The proclamation, One mans terrorism is the other mans freedom fight, is becoming not merely a platitude but moreover the most difficulties impediments in coping and dealing with terrorism (Butler, 2015). Its conceptualization is purely a theoretical problem and therefore when countering guerrilla warfare and terrorism, the implications of the outlining terms surpass boundaries of hypothetical discussions. Most terrorist prefer death in the aftermath of their activities as for them; it is a sigh of relive as they believe they have gotten what they need and to those affected by it, death is a big price to pay (Bassil, 2014).
War is a crime against humanity; it is a deconstructive act in my lone opinion. When there is an outbreak of war, the economy of countries involved are affected, people get displaced and more so, their massive destruction of property and infrastructure. The effects of the war are felt for years (Butler, 2015). The destruction of infrastructure and property may take decades to be rebuilt. To humanity, serious crimes get committed, and mostly often death occurs. The perpetrators of war commit unreasonable crimes to humanity as they rape, injure and kill innocent citizens in the perpetration of their agendas and therefore a crime against humanity.
In the present world were calamities are becoming an everyday occurrence, globalization is of utmost importance (Baek & Shi, 2016). It is good for governments as they can share information and exchange and help each other in times of calamities. Globalization has led to a massive and rapid development of countries as an economic block has been developed by governments to aid in trade and other events that may arise. In cases such as terrorism, globalization has helped governments share information about the terrorist cells, therefore, aiding in the capture and foiling of terrorist attacks.
The view of world politics is changing. People are moving from voting individuals who come from their maternal background to people who can deliver. Citizens are analyzing the collective good and the integrity of the individuals they elect to political offices (Kollias & Paleologou, 2016). Such analysis by citizens has led to a better development of nations worldwide where in most cases leaders perpetrating ethnic unrest have been kicked out of offices. In some instances, leaders have resigned from offices in cases where they have been found guilty of mistakes that they commit during their tenure in office. The populaces have been given much freedom as at recent times; they are free to point fingers on their leaders without any punishment administered to them as this was not the case in the old days.

- _Data supplied_
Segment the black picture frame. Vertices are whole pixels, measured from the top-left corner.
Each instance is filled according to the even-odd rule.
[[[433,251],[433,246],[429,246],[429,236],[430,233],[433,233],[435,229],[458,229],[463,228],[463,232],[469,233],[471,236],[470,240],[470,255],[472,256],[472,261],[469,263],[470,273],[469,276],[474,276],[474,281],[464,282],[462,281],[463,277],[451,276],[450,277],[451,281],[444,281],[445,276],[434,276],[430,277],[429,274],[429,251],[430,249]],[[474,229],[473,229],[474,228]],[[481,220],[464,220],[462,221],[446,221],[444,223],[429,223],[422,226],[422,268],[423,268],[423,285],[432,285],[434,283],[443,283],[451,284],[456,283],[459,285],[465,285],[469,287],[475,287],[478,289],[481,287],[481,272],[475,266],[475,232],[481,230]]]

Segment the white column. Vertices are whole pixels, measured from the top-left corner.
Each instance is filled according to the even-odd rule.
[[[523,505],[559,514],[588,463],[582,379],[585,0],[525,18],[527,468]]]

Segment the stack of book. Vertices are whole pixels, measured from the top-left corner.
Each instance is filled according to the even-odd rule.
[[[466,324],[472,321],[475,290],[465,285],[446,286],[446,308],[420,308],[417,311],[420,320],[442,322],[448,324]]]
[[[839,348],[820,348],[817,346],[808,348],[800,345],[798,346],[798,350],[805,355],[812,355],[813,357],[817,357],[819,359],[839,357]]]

- _What to do_
Quote the passage above on terrorism, war, and globalization word for word, from "The proclamation, One" to "pay (Bassil, 2014).".

- _Solved problem_
The proclamation, One mans terrorism is the other mans freedom fight, is becoming not merely a platitude but moreover the most difficulties impediments in coping and dealing with terrorism (Butler, 2015). Its conceptualization is purely a theoretical problem and therefore when countering guerrilla warfare and terrorism, the implications of the outlining terms surpass boundaries of hypothetical discussions. Most terrorist prefer death in the aftermath of their activities as for them; it is a sigh of relive as they believe they have gotten what they need and to those affected by it, death is a big price to pay (Bassil, 2014).